▸ **AIM OF THE TASK**: If a line in the entries below holds the string "return", copy it.

▸ **EXERCISE DATA**:
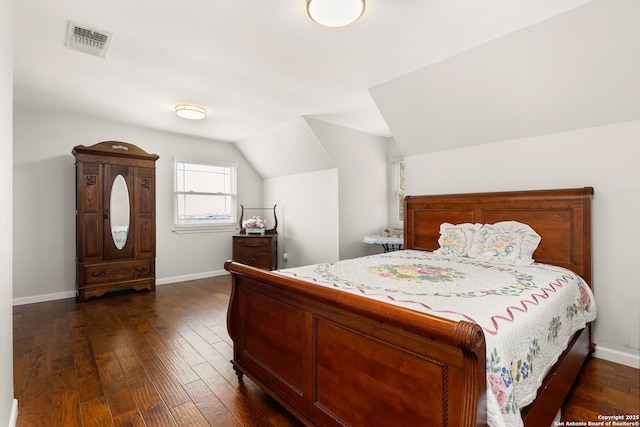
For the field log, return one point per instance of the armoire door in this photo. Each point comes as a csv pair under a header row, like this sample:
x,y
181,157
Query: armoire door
x,y
119,207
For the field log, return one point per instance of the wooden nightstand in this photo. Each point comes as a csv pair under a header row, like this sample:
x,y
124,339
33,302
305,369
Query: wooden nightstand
x,y
256,250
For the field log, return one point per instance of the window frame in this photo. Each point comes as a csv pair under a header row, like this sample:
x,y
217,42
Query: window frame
x,y
396,207
213,225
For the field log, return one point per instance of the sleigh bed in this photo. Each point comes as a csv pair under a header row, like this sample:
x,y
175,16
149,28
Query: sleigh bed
x,y
332,357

▸ **ANSWER FOR THE TASK**:
For the field log, return one point per instance of the armoire door in this photo. Each point comes as a csv pair under a header row, like this sample:
For the field log, return one point per instance of the wooden nightstand in this photo. Each point comes as a csv pair under a header row, like this sample:
For the field log, return one point per instance of the window frame in this photo. Each point comes as a csv pair under a header row, like this sample:
For the field log, return one point per instance of the sleigh bed in this photo. Each point comes as a csv pair under a header row, like this sample:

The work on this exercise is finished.